DIRECTIVE -
Rewrite the material below so that "Mark" stands wherever "Pick out" appears, with nothing else altered.

INPUT MATERIAL -
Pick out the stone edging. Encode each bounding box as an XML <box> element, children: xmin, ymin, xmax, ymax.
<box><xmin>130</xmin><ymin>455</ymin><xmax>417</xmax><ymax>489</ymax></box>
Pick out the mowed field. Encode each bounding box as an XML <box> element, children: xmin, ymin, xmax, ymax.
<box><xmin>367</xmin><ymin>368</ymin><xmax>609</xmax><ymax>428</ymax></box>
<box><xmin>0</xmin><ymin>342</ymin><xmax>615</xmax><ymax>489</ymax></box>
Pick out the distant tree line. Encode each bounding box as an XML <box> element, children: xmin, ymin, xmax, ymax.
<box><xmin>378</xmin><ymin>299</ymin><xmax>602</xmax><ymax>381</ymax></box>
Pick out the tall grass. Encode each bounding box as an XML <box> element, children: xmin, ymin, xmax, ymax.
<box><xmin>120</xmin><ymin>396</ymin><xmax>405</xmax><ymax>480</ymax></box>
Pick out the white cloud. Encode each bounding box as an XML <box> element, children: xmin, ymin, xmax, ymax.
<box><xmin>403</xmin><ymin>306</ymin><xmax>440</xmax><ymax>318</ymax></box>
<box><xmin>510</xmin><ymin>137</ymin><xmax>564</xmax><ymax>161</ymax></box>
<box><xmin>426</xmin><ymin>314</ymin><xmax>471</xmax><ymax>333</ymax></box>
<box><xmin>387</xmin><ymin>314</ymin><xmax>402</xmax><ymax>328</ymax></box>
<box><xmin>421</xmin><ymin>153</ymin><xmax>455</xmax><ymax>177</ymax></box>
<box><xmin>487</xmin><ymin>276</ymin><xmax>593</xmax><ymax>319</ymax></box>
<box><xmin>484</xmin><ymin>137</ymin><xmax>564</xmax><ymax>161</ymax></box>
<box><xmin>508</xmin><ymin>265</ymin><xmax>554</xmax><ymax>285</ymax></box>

RESULT -
Mark the stone edging. Encode each bounding box as an XML <box> element, children: xmin, ymin, xmax, ymax.
<box><xmin>130</xmin><ymin>455</ymin><xmax>417</xmax><ymax>489</ymax></box>
Mark the mowed field. Encode each bounding box as an XML <box> element, children: xmin, ymin, xmax, ymax.
<box><xmin>367</xmin><ymin>368</ymin><xmax>609</xmax><ymax>428</ymax></box>
<box><xmin>0</xmin><ymin>342</ymin><xmax>615</xmax><ymax>489</ymax></box>
Mark the distant tree line. Encode each bounding box as an XML <box> element, children: xmin, ymin, xmax, ymax.
<box><xmin>378</xmin><ymin>299</ymin><xmax>602</xmax><ymax>381</ymax></box>
Mark the tall grass. Encode each bounding box as an XML <box> element, children: xmin, ymin, xmax, ymax.
<box><xmin>120</xmin><ymin>396</ymin><xmax>405</xmax><ymax>480</ymax></box>
Mark the white cloud. Encode each bounding box as an XML <box> element, children: xmin, ymin, xmax, ymax.
<box><xmin>403</xmin><ymin>306</ymin><xmax>440</xmax><ymax>318</ymax></box>
<box><xmin>510</xmin><ymin>137</ymin><xmax>564</xmax><ymax>161</ymax></box>
<box><xmin>426</xmin><ymin>314</ymin><xmax>471</xmax><ymax>333</ymax></box>
<box><xmin>387</xmin><ymin>314</ymin><xmax>402</xmax><ymax>328</ymax></box>
<box><xmin>421</xmin><ymin>153</ymin><xmax>455</xmax><ymax>177</ymax></box>
<box><xmin>487</xmin><ymin>276</ymin><xmax>593</xmax><ymax>319</ymax></box>
<box><xmin>484</xmin><ymin>137</ymin><xmax>564</xmax><ymax>161</ymax></box>
<box><xmin>508</xmin><ymin>265</ymin><xmax>554</xmax><ymax>285</ymax></box>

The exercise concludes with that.